# START OF Entries
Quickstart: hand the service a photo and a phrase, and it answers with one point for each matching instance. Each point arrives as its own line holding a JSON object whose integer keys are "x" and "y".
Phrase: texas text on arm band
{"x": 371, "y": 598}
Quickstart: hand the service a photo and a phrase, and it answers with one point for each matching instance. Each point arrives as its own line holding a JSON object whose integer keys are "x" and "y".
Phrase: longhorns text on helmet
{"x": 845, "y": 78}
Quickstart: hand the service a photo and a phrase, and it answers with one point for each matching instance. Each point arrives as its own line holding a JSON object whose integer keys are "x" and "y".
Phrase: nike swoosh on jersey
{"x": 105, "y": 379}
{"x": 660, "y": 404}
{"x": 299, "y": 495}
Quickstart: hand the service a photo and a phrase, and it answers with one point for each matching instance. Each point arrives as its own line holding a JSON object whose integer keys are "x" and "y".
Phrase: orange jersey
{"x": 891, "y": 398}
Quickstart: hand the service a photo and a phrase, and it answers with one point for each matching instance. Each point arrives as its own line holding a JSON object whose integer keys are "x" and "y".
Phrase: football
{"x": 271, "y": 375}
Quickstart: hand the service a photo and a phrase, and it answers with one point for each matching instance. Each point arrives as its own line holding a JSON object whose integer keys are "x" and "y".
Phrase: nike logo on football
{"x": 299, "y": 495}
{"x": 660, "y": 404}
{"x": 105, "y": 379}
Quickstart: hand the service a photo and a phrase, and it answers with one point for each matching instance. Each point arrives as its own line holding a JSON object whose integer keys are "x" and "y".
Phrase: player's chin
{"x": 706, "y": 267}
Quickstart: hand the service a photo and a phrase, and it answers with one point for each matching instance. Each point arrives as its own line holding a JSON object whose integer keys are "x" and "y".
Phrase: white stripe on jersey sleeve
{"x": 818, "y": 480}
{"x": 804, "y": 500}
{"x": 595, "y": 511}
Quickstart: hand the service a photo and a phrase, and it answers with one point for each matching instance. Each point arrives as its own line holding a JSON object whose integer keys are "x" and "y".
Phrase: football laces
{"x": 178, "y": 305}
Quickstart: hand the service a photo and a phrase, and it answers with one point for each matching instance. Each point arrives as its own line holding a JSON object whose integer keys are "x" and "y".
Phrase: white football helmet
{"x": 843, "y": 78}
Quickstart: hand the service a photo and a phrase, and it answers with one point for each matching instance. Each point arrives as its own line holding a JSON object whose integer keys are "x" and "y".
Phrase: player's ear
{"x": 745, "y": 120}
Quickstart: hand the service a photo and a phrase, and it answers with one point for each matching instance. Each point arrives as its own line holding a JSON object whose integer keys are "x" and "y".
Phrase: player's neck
# END OF Entries
# START OF Entries
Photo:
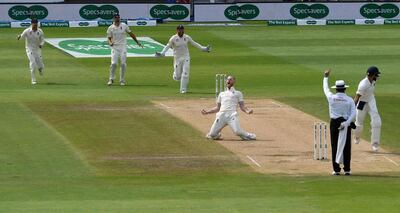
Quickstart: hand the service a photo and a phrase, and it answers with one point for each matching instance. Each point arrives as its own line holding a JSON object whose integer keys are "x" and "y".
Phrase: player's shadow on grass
# END OF Entries
Find every line in the records that contains the string "player" and copy each one out. Case counts.

Phrase: player's chin
Phrase: player's ear
Phrase: player's neck
Phrase: player's shadow on grass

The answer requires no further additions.